• **What to do**
Rescale the entries from the line containing "Can you see the green" through the line containing "[[438, 35]]", both inclusive, and write out only those lines, requests included. Multiply each coordinate in the answers by 2.45 and round it to a whole number, rounding halves up.

• **Input**
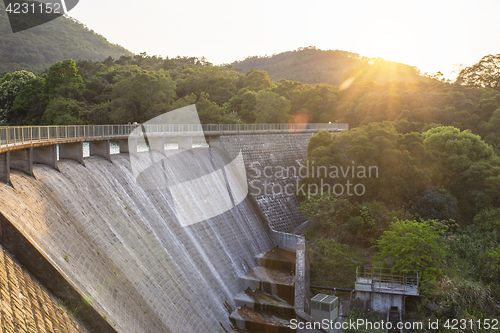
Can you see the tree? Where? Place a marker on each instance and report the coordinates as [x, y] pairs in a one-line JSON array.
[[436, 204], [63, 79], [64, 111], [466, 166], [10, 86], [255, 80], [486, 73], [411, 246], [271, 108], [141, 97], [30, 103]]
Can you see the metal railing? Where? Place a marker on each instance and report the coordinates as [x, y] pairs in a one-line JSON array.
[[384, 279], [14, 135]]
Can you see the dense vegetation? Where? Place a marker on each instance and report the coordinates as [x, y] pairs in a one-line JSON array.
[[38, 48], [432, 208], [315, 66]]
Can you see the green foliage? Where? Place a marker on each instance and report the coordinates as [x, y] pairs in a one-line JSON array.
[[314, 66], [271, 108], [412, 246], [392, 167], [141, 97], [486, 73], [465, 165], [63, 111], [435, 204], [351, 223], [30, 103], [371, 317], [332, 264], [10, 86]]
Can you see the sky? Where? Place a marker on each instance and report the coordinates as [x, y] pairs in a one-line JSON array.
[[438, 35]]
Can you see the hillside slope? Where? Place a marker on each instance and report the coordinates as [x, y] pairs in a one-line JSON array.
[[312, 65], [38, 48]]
...
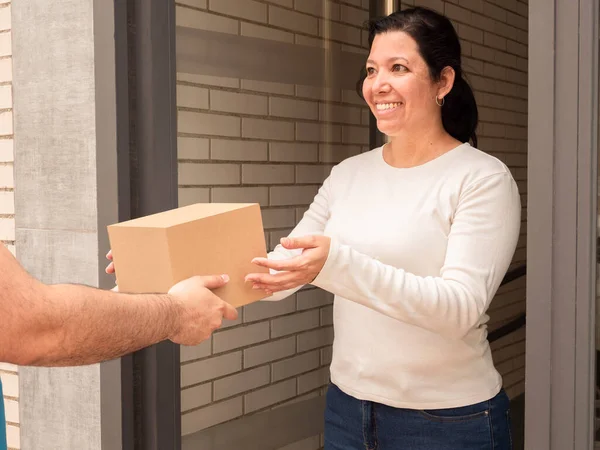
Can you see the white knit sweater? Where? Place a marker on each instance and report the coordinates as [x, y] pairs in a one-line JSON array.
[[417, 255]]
--
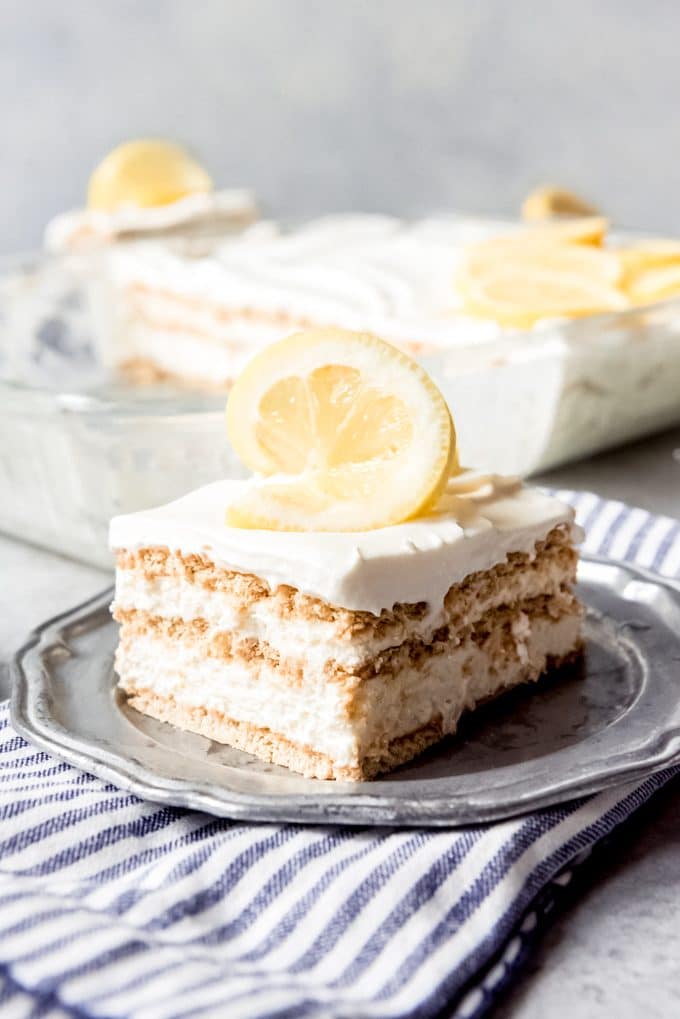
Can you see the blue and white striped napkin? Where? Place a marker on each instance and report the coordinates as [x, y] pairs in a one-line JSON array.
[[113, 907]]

• **Exercise result**
Can you see the green foliage? Where? Place a marker on each instance and report the coordinates as [x, y] pairs in a one-line JSON array.
[[769, 162], [664, 265], [1009, 603], [960, 409], [345, 238], [1191, 179], [1139, 404], [154, 272], [1066, 500], [860, 546], [74, 252], [909, 777], [813, 647], [25, 211]]
Can you see the sky? Where? Place a marker on each instance and report the coordinates as [x, y] pairs in a one-line JSON array.
[[1073, 86]]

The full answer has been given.